##### Provided data

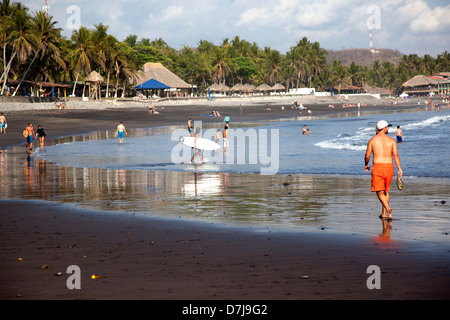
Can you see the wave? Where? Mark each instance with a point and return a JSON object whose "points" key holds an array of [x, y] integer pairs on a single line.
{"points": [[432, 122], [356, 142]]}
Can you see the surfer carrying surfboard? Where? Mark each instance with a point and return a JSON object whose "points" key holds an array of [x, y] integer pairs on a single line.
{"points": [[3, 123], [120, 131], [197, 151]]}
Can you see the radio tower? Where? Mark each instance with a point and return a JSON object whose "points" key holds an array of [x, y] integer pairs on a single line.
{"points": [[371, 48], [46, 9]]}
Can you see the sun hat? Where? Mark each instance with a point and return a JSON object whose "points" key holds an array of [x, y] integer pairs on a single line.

##########
##### Provided data

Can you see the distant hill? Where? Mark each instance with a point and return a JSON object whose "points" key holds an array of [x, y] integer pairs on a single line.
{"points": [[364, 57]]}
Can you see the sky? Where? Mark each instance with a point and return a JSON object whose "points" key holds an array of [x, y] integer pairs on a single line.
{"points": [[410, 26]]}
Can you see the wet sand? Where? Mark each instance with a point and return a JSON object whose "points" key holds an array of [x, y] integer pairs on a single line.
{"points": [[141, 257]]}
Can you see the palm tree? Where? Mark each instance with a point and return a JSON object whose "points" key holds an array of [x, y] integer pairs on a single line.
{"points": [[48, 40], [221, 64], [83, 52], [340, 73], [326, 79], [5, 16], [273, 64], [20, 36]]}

##########

= Requirement =
Your answer should be the exact lines above from the one with "Can you see the surfer" through the one with "Can you see the sun", both included, and nothing besides.

= Reply =
Can you see the surfer carrying surfboard? Where? Mark each instance with a point and return a JSON object whose "points" key holds an array of [x, y] integer pairs on a single line.
{"points": [[3, 123], [120, 131], [197, 151]]}
Can you see the radio tower? Where? Mark each instance with a point and return a JSON object whose "points" key holds an array of [x, y] integer pairs on a single line.
{"points": [[371, 48], [46, 9]]}
Can you see the sun hat? Where? Mark each instance with a point and return a JSON object whose "points" key holds an array of [x, y] integer pairs on a single line.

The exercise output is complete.